## Begin Listing

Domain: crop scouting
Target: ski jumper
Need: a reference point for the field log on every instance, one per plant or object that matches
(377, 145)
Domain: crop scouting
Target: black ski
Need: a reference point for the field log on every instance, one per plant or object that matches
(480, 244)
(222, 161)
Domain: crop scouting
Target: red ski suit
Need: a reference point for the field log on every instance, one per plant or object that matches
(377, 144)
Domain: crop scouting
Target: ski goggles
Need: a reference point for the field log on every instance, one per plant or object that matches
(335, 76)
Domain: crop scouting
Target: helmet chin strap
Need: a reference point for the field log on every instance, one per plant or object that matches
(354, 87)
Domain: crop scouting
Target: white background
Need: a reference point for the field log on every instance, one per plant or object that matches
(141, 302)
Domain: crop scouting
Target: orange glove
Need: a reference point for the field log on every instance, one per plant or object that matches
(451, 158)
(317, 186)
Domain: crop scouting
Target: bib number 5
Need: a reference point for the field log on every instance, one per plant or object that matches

## End Listing

### Directions
Please write out all the rows above again, requests included, raising every coordinate in the answer points by 68.

### Answer
Domain: crop scouting
Target: ski jumper
Need: a reference point for the field log on every instance, one per plant or object that matches
(445, 213)
Domain: crop scouting
Target: black ski
Need: a reference point for the field log on every instance, one per plant or object that matches
(548, 312)
(290, 229)
Domain: crop scouting
Target: red ski suit
Need: a reference point for the field log on every instance, one per plant or object that matches
(445, 212)
Domain: crop scouting
Target: ski goggles
Need: a reference point for the field log on every instance, one per plant or object that matches
(403, 144)
Domain: crop scouting
Target: helmet chin strap
Need: a reference point for the field log on every instance, one per plant or object that matches
(422, 155)
Domain: crop scouting
Target: white background
Need: a reference point for the field log on every instance, one per plant or object that matches
(209, 370)
Domain: crop scouting
Target: orange glove
Need: a reference point for the field log on every instance, one per plant or object that matches
(519, 226)
(385, 254)
Domain: crop scouting
Target: bib number 5
Need: a reference point for the field log on every instance, one per plant or object that matches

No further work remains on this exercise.